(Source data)
──────────

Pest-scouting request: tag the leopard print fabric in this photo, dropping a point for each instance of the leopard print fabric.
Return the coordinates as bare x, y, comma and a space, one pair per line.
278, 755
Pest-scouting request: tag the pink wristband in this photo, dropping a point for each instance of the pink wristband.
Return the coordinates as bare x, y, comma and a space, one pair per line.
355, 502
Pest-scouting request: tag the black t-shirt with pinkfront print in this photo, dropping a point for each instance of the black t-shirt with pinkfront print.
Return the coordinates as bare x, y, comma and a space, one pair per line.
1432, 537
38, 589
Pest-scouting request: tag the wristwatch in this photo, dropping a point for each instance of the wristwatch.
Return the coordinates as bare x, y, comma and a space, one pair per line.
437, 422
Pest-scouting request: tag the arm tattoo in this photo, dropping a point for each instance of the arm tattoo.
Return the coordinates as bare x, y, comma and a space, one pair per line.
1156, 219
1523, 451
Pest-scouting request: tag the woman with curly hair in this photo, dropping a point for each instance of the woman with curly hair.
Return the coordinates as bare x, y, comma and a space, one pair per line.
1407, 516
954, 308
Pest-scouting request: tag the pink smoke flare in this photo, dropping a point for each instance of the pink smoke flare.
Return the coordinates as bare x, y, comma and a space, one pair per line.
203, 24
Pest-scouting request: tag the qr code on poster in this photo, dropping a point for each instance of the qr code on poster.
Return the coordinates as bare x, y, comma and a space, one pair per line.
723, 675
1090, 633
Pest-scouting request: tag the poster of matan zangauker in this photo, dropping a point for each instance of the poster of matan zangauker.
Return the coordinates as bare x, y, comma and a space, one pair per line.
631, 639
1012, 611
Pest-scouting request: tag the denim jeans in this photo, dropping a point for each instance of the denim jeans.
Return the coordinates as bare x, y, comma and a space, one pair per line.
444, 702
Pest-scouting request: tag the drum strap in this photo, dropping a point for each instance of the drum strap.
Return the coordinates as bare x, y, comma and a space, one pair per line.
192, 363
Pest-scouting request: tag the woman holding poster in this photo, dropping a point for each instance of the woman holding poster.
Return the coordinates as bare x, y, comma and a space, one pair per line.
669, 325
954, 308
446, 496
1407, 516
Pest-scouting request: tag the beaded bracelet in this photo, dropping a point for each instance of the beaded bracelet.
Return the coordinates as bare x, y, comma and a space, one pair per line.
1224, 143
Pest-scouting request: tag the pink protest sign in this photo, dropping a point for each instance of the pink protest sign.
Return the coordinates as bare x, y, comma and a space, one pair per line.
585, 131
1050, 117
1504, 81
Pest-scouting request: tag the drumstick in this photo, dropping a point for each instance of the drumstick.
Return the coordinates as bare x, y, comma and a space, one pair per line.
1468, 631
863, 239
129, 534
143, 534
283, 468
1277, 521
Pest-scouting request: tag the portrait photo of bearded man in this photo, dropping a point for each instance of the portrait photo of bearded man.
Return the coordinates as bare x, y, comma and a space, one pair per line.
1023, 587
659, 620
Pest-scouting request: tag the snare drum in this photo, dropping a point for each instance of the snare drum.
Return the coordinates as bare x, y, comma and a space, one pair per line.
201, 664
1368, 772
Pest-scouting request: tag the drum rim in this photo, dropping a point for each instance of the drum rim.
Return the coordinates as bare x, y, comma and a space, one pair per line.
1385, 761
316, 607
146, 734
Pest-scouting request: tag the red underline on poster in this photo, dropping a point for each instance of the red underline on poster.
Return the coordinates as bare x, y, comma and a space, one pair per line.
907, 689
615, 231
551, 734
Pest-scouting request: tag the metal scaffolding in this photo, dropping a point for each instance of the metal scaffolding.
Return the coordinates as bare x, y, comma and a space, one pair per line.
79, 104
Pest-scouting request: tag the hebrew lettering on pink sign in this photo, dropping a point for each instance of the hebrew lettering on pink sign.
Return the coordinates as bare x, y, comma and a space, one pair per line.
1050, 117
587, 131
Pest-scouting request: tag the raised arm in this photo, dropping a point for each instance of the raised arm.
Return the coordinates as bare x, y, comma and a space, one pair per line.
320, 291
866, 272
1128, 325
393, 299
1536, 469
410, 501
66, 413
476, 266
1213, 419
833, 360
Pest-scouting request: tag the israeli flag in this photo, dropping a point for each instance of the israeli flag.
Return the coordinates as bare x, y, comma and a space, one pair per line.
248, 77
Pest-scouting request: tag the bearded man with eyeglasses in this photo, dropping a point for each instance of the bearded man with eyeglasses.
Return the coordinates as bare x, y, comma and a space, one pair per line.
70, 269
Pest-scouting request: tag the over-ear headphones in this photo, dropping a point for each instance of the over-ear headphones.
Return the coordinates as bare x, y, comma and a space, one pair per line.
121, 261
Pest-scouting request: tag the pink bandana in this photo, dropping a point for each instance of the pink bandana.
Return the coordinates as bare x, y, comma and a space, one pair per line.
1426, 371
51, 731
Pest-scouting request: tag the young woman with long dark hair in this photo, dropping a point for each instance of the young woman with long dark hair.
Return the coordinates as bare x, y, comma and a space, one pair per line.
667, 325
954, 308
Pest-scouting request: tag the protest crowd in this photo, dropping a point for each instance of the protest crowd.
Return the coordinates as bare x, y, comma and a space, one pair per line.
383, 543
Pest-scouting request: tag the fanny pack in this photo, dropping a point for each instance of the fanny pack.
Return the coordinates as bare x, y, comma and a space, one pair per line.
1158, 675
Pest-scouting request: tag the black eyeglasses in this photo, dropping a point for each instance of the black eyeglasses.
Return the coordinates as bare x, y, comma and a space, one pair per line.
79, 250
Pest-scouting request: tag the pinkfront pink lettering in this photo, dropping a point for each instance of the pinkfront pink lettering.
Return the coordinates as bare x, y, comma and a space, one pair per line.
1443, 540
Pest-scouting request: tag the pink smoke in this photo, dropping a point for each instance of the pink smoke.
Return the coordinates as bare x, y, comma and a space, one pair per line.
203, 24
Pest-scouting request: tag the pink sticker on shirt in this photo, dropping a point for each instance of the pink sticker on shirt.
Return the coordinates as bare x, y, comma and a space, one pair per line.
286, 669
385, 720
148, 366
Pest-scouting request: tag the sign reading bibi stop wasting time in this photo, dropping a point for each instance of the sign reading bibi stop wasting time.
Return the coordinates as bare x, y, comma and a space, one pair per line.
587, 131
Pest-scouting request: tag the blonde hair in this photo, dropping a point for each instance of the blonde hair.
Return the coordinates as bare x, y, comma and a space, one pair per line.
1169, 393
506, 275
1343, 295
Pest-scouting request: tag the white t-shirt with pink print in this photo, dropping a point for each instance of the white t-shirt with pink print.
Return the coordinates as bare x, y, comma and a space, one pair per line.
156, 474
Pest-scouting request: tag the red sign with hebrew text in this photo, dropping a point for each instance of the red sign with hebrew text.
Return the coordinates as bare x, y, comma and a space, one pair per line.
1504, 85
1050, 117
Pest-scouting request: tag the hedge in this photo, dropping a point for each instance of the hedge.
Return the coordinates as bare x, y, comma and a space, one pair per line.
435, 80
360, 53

──────────

_Exercise aim:_ Restate the whole listing exactly, leaving out nothing.

_The result:_
Pest-scouting request: tag the leopard print fabric in this photo, dropping a point for each instance of the leopard print fabric.
Return the coordinates as bare x, y, comma and a space, one pair per line.
278, 755
Pest-scouting request: tag the pink wristband in this photo, dropping a point for each instance of the pink wristband.
Return the coordinates as bare x, y, comma and a space, one pair per line.
355, 502
Pest-scouting request: tag the black t-shirt with pinkfront print in this photo, dropping a point for each instance of the black t-shirt with pinkfront print.
Return the coordinates as bare x, y, comma and a space, one pair per line.
1432, 537
38, 589
Pest-scouting request: tag the wristwatch in this photo, dropping a point for each instance of the wristwatch.
Return the coordinates as bare x, y, comma and a space, one pair per line.
437, 422
Pest-scouting request: tag the arm tattoo in this photo, dropping a point for each instance of the arm tattoo.
Return the coordinates as bare x, y, comma and a space, one pair per line.
1156, 219
1523, 451
Pest-scouting request: tag the woman with curly hair in this photo, dropping a point for each instance of the woman with curly hair.
Return the coordinates as bare x, y, comma and a space, one pair per line.
1407, 516
954, 308
Pest-scouting request: tag the pink smoke flare in this photo, dropping a point for each instance of the pink smoke flare.
Return the coordinates as bare x, y, comma and a space, one pair per line.
203, 24
Pest-scouting request: tag the qr code on poster in this photo, dropping a point for each instance of the qr code on poster.
Return the coordinates as bare x, y, comma and a space, one pair per line.
723, 675
1090, 633
Pest-scouting request: tag the poster of matan zangauker in this photo, dropping a point for each instance of the poster of matan zangauker.
Return the coordinates as bare x, y, comma and a space, one pair per line.
631, 639
1012, 611
Pest-scouting request: tag the denim jeans in this photo, dropping a point for each instance of the denim jeans.
Return the coordinates as bare x, y, comma and a space, one pair per line.
444, 702
Pest-scouting request: tag the drum strap in this photo, dropping a point for each instance of the drum strap.
Return the coordinates as bare x, y, comma and a space, one pair per line.
192, 363
Pest-scouting request: tag the woman holding poster in this photo, dropping a point for each instance of the woman holding poster.
Return the coordinates as bare x, y, comma and a space, one pair per line.
669, 325
954, 308
446, 496
1407, 516
Pest-scouting request: tag the beaded bracelet in this photo, dropping a point for each instance of the beaded bracelet.
Return the coordinates as bare x, y, comma and a space, one pair per line.
1224, 143
Pest-scouting request: tag the pink protest sign in this photo, dropping a point for each instance of the pink protest sign.
Return the coordinates as bare x, y, comma and a space, one pair per line.
585, 131
1050, 117
1504, 81
Pest-scouting request: tag the drumstick in this photo, dropping a point for each instance of the drumstick.
Return the coordinates as bare x, y, comma and a space, one pair per line.
1468, 631
863, 239
129, 534
143, 534
283, 468
1277, 521
Pest-scouting request: tag the portrait photo of bearded man in this photo, dropping a point for each instance of the portrait photo of bearded man.
Return the coordinates as bare x, y, comma and a space, one pair per line.
1023, 587
659, 620
Pest-scouting request: tag the snare drum in this photo, dropping a point for each instance of the snare drum.
Return the coordinates as bare x, y, comma and a space, one pair per line.
201, 664
1368, 772
Pest-scouting request: tag the drum rim in this photo, dropping a point for each instance of the drum rim.
Return the coordinates as bare x, y, comma and a space, one pair per line.
1385, 761
316, 607
146, 734
Pest-scouting request: tag the red underline on poster in this photo, dropping a point for each instance of the red underline on poster.
Return the coordinates as bare x, y, comma and a space, one pair per line.
907, 689
615, 231
551, 734
Pest-scouting request: tag the metal scaffolding in this photo, dropping a point for each instance of the metal scaffolding.
Return the coordinates as bare x, y, comma and a space, one pair per line.
79, 104
Pest-scouting request: tag the hebrew lettering on pink sign in this photo, dropping a point for each instance of the hebrew lettering on pink sign.
Return the coordinates as bare x, y, comma and a space, one pair per line.
1050, 117
587, 131
Pest-scouting request: tag the raised arm in this photo, dropping a point for each instance of the raised arm.
Return the coordinates as bare x, y, comma and a space, one pair per line.
320, 291
866, 272
1128, 325
393, 299
1536, 469
410, 501
66, 413
476, 266
1213, 419
833, 360
Pest-scouting request: tag the israeli flag in this photo, dropping a point for each instance of the israeli flag.
Return the coordinates as bare x, y, comma and a space, one pair per line.
248, 77
Pest-scouting request: tag the bearded man with eyeglasses in this photo, dropping a point for each instance of the bearded man with eyeglasses.
Return the coordinates as bare x, y, comma and a space, one pair per line.
70, 269
Pest-scouting request: tag the over-ear headphones in this photo, dropping a point for each instance of the over-ear headphones.
Return the coordinates as bare x, y, comma and a space, one pair per line.
121, 261
Pest-scouting request: tag the pink bandana in this photo, dropping a point for each instance of the pink bandana.
Return the coordinates as bare x, y, comma and a space, one pair per line.
1426, 371
51, 731
Pest-scouting request: tag the young woman with long dark hair in this photo, dropping a point for each instance of the young woman with long dark hair.
Return the coordinates as bare x, y, comma and a space, one pair per line.
667, 325
954, 308
Pest-scouting request: tag the protest crowd in this photo, dropping a point for each instance of the protest crowd.
Return the coordinates as bare x, y, comma and a space, one pair per line.
383, 543
Pest-scouting request: tag the fanny pack in this photo, dropping a point for each instance of the fanny pack.
Return the coordinates as bare x, y, comma and a space, one pair per line.
1158, 675
Pest-scouting request: tag the black eyeglasses in this photo, dropping a point for each instance of the black eyeglasses.
Return the coordinates as bare x, y, comma and a space, one pair per line.
79, 250
Pest-scouting request: tag the pinkfront pink lettering in this photo, dropping a point for each instance of the pinkfront pink lettering.
Return the coordinates as bare x, y, comma and a space, one pair per line.
1443, 540
Pest-scouting request: tag the pink smoke in this photo, dropping a point for each instance of the pink smoke.
Return the coordinates as bare x, y, comma and a space, one pair per line.
203, 24
Pest-scouting request: tag the pink sticker on shirt in this photo, dropping a point for each instance of the pink sticker on shirt.
Return the coordinates as bare x, y, comma and a space, one pair per line.
286, 669
385, 720
148, 366
Pest-scouting request: tag the sign reading bibi stop wasting time in this photo, dropping a point for each instance of the sign reading bibi stop wasting time.
Return the coordinates as bare x, y, comma and a space, one pair per line.
587, 131
Pest-scouting request: tag the blonde hair in this photo, dropping a point for each instance of the blonde hair.
Return the coordinates as bare x, y, comma and a space, one pair per line.
1169, 393
506, 275
1343, 295
Pest-scouting request: tag the white t-shirt with pink print in this photo, dropping a point for each instance of the white t-shirt with pink print.
Return the coordinates as bare x, y, comma and a space, one pair per line.
156, 474
Pest-scouting request: tag the red sign with hebrew text in this photo, dropping a point for each instance of the red sign with hebrew text.
Return the coordinates as bare x, y, comma and a space, one pair per line.
1504, 85
1050, 117
Pest-scouting request: tag the hedge in this photo, dropping a point for each instance of the hedge.
Return the coordinates as bare x, y, comma and a space, one pair per line.
435, 80
360, 53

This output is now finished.